╭─ Text provided
When the Curve Is Too Flat
The opposite problem, called hypolordosis or flatback syndrome, occurs when the lower back loses its natural inward curve. This forces the trunk to tilt forward, making it difficult or impossible to stand fully upright without bending the hips and knees. People with flatback syndrome often experience chronic back pain and thigh pain from the constant muscle effort required to compensate. It can develop after spinal surgery, degenerative disc disease, or compression fractures that collapse the front of the vertebrae.
How Too Much Curve Affects the Spine
Even a modest increase in lordosis changes how forces are distributed across spinal structures. Cadaver studies show that a lordotic posture concentrates compressive loading on the posterior (back) elements of the vertebrae, including the facet joints and the outer layers of the intervertebral discs. An increase of just 2 degrees in lordosis can produce large stress peaks in the back portion of the disc, compared to a more even distribution in a neutral position.
These stress concentrations matter because the facet joints, joint capsules, and outer disc layers all contain pain-sensing nerve endings. High, focused pressure on these structures can trigger pain even without any visible tissue damage. If the loading exceeds what the tissue can tolerate over time, it can also lead to mechanical wear, contributing to disc degeneration and facet joint arthritis. The correlation between lordosis angle and pain intensity during prolonged standing has been measured at 0.46, meaning deeper curves are moderately but consistently associated with more pain.
Exercises and Management
For most people with mild hyperlordosis and associated back pain, the first line of management is exercise and over-the-counter anti-inflammatory medication. The goal of exercise is twofold: strengthen the deep core muscles that stabilize the spine, and improve pelvic control so you can reduce the excessive curve.
╰─
╭─ Data
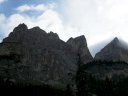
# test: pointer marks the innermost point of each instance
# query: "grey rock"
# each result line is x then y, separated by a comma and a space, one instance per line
116, 50
79, 46
33, 54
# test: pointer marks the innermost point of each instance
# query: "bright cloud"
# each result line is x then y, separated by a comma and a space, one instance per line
40, 7
49, 20
98, 19
1, 1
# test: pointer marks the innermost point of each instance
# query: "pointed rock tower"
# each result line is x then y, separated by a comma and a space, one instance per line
79, 46
116, 50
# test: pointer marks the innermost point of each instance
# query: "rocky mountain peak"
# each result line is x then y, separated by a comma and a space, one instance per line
21, 27
53, 35
114, 51
79, 45
115, 41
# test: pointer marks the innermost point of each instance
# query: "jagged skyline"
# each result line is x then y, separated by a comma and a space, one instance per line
98, 20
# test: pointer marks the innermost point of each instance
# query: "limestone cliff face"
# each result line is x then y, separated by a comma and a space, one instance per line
79, 46
33, 54
41, 56
116, 50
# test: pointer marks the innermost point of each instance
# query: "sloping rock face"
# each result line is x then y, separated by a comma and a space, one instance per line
79, 46
33, 54
116, 50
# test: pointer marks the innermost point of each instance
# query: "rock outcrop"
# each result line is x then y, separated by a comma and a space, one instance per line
79, 46
33, 54
116, 50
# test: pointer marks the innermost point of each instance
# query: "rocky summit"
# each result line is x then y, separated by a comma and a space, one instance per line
33, 54
79, 45
116, 50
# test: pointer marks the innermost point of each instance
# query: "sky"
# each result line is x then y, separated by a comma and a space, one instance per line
98, 20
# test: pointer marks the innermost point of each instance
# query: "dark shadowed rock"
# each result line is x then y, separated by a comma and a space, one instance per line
116, 50
79, 46
33, 54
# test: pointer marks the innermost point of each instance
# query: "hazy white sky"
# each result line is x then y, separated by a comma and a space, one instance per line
98, 20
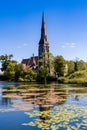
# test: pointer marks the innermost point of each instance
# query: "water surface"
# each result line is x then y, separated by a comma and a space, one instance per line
35, 106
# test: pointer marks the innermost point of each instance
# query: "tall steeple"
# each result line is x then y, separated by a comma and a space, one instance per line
43, 30
43, 50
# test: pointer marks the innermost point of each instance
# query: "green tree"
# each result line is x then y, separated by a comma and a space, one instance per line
44, 72
9, 72
71, 66
5, 59
80, 65
59, 65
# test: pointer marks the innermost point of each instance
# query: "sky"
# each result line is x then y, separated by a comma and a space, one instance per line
66, 26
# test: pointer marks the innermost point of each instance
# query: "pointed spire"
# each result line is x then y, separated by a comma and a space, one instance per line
43, 29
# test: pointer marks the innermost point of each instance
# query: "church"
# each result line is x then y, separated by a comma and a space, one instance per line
35, 62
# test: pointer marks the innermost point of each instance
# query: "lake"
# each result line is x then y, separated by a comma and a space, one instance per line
30, 106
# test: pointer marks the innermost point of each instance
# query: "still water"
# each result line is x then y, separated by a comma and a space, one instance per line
42, 107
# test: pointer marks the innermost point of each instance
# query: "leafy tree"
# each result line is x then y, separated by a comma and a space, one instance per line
59, 65
71, 66
5, 59
44, 72
9, 72
80, 65
24, 74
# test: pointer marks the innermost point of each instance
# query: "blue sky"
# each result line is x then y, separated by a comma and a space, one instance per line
66, 23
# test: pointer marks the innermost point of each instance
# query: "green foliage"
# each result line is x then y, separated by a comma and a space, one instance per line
44, 72
65, 117
62, 80
79, 77
80, 65
59, 65
71, 66
79, 74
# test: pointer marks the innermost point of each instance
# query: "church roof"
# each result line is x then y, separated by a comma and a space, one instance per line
30, 61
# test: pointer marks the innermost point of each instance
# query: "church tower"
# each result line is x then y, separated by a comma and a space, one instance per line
43, 50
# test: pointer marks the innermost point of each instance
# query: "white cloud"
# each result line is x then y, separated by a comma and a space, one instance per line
69, 45
22, 45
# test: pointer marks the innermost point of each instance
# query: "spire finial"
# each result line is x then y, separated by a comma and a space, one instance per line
43, 30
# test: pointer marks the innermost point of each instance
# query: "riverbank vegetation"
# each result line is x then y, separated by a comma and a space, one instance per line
61, 70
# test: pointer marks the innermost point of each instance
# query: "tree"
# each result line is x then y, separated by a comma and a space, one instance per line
44, 71
80, 65
59, 65
9, 72
5, 59
71, 66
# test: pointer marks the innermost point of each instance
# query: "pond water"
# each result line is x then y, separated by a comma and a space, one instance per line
42, 107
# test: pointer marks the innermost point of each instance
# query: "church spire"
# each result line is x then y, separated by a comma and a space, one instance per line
43, 28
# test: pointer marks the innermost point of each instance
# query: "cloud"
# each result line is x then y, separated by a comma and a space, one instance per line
69, 45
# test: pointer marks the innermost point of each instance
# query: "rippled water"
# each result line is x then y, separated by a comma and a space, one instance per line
35, 106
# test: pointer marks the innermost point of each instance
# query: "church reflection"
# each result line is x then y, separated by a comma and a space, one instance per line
44, 98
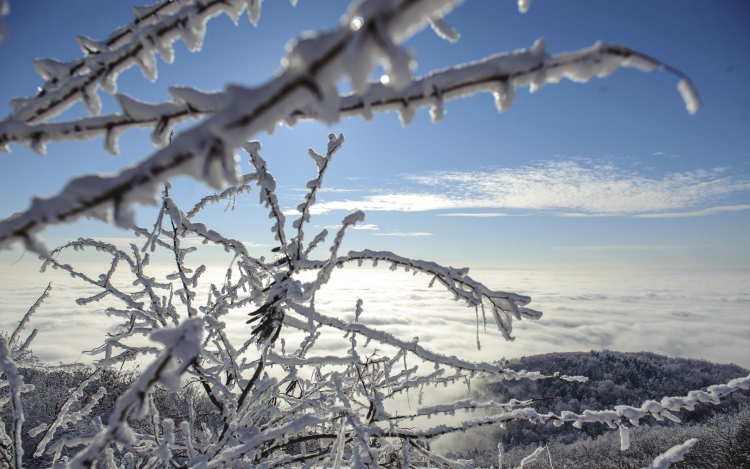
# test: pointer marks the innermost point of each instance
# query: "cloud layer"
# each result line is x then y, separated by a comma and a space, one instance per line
686, 314
568, 188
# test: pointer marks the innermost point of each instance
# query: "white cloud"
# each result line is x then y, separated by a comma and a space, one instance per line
371, 227
577, 188
688, 313
404, 234
124, 243
627, 248
696, 213
480, 215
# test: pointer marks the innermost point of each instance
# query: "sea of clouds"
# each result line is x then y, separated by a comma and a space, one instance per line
690, 313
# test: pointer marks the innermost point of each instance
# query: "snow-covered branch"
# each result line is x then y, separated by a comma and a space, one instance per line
499, 74
206, 152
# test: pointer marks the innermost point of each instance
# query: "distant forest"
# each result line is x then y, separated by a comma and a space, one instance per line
614, 379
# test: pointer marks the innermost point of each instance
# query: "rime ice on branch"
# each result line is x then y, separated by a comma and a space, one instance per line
305, 88
272, 407
291, 406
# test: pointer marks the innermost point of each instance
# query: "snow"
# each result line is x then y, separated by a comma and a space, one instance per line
673, 455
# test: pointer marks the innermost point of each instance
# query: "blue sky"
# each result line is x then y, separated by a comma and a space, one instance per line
612, 171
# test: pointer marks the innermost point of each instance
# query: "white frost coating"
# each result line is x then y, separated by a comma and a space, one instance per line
153, 30
62, 414
432, 91
532, 457
673, 455
689, 95
182, 347
8, 367
4, 11
443, 29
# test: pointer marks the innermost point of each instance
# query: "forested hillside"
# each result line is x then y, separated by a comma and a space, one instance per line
615, 379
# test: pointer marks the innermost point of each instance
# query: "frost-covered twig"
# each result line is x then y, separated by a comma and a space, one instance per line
154, 30
182, 346
62, 415
499, 74
16, 348
8, 367
4, 10
206, 152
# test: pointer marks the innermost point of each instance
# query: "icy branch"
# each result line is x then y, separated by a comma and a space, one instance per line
498, 74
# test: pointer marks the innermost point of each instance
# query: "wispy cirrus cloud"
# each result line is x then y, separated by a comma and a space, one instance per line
568, 188
695, 213
404, 234
628, 248
479, 215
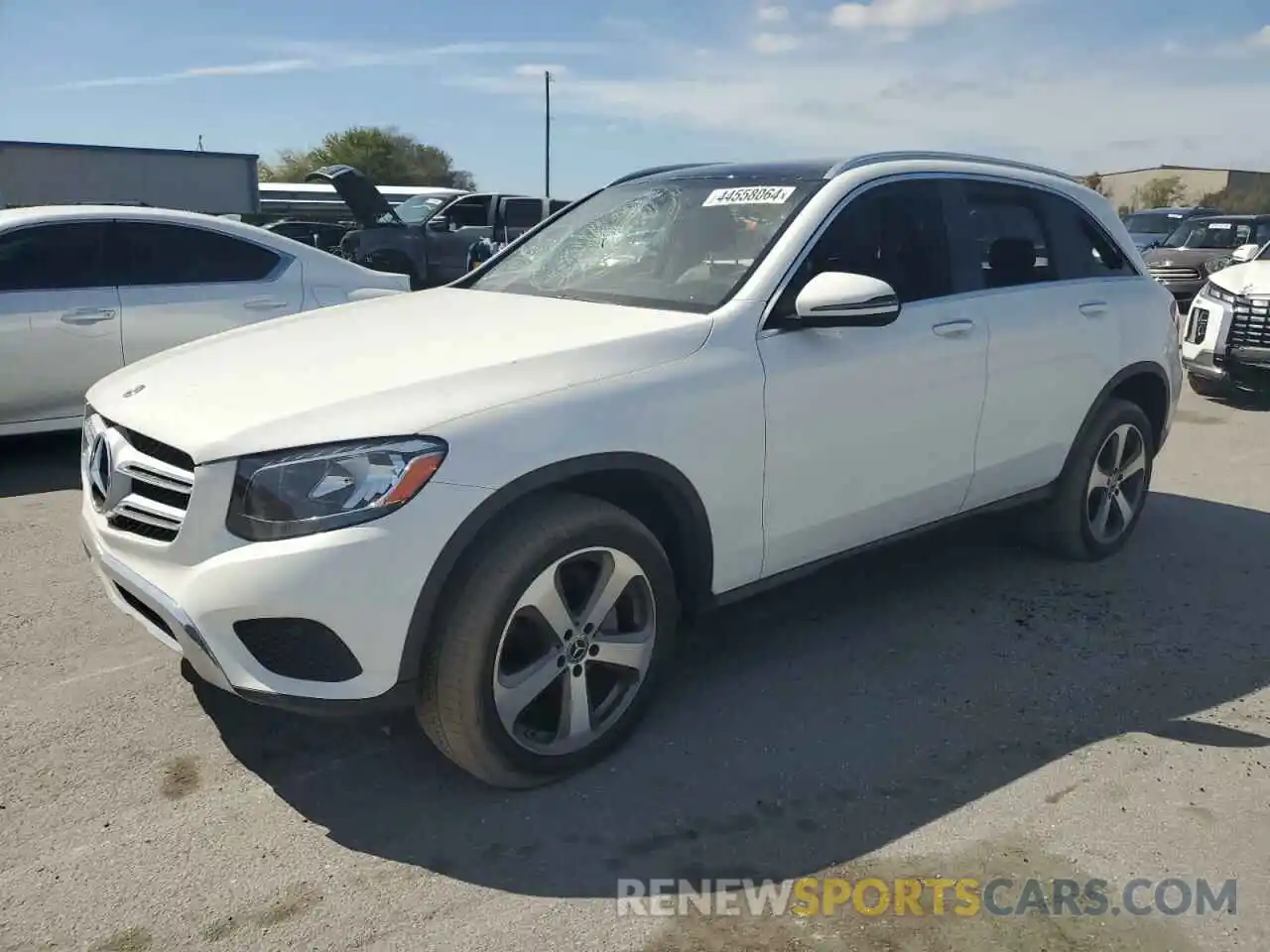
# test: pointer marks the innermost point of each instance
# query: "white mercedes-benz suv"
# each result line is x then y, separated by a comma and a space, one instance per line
╰─
● **Tasks to complete**:
• A. Translate this sentence from the text on spinal curves into Spanish: "The goal of exercise is twofold: strengthen the deep core muscles that stabilize the spine, and improve pelvic control so you can reduce the excessive curve."
• B. Rewrite the paragraph of the text on spinal curves that begins "The opposite problem, called hypolordosis" as a short bulleted list that keeps its main facts.
• C. Continue the text on spinal curves from the point where it stops.

● **Exercise responses**:
• A. El objetivo del ejercicio es doble: fortalecer los músculos profundos del tronco que estabilizan la columna y mejorar el control pélvico para que puedas reducir la curvatura excesiva.

• B.
- Hypolordosis, or flatback syndrome, is the loss of the lower back's natural inward curve.
- It tilts the trunk forward, making it hard or impossible to stand fully upright without bending the hips and knees.
- The constant muscle effort needed to compensate often causes chronic back pain and thigh pain.
- It can develop after spinal surgery, degenerative disc disease, or compression fractures that collapse the front of the vertebrae.

• C.
Core strengthening programs that have been studied for low back pain focus on retraining the deep trunk muscles rather than the superficial ones you’d target with standard crunches. Specific approaches include segmental stabilization exercises, which train the deep abdominal muscle (transversus abdominis) and the small muscles running along the spine (lumbar multifidus). A typical starting exercise involves drawing in the lower abdomen while exhaling, holding for 10 seconds with normal breathing, and gradually progressing to more dynamic movements like the cat-camel stretch on hands and knees.
Programs typically progress through positions: lying on your back, lying face down, sitting, hands and knees, and finally standing. Alternating between stable and unstable surfaces (like a firm floor versus a foam pad) challenges balance and forces deeper muscle engagement. These exercises differ from traditional gym work because the focus is on control and endurance of small, deep muscles rather than raw strength of larger muscle groups. Pelvic tilt exercises, where you consciously flatten your lower back against the floor while lying down, directly practice the posterior tilt that reduces lordosis by about 9 degrees.
Severe or rigid curves that don’t respond to conservative treatment may require bracing in children or, rarely, surgical correction. But the vast majority of people with excessive lordosis improve with consistent core training and attention to posture, particularly during prolonged standing.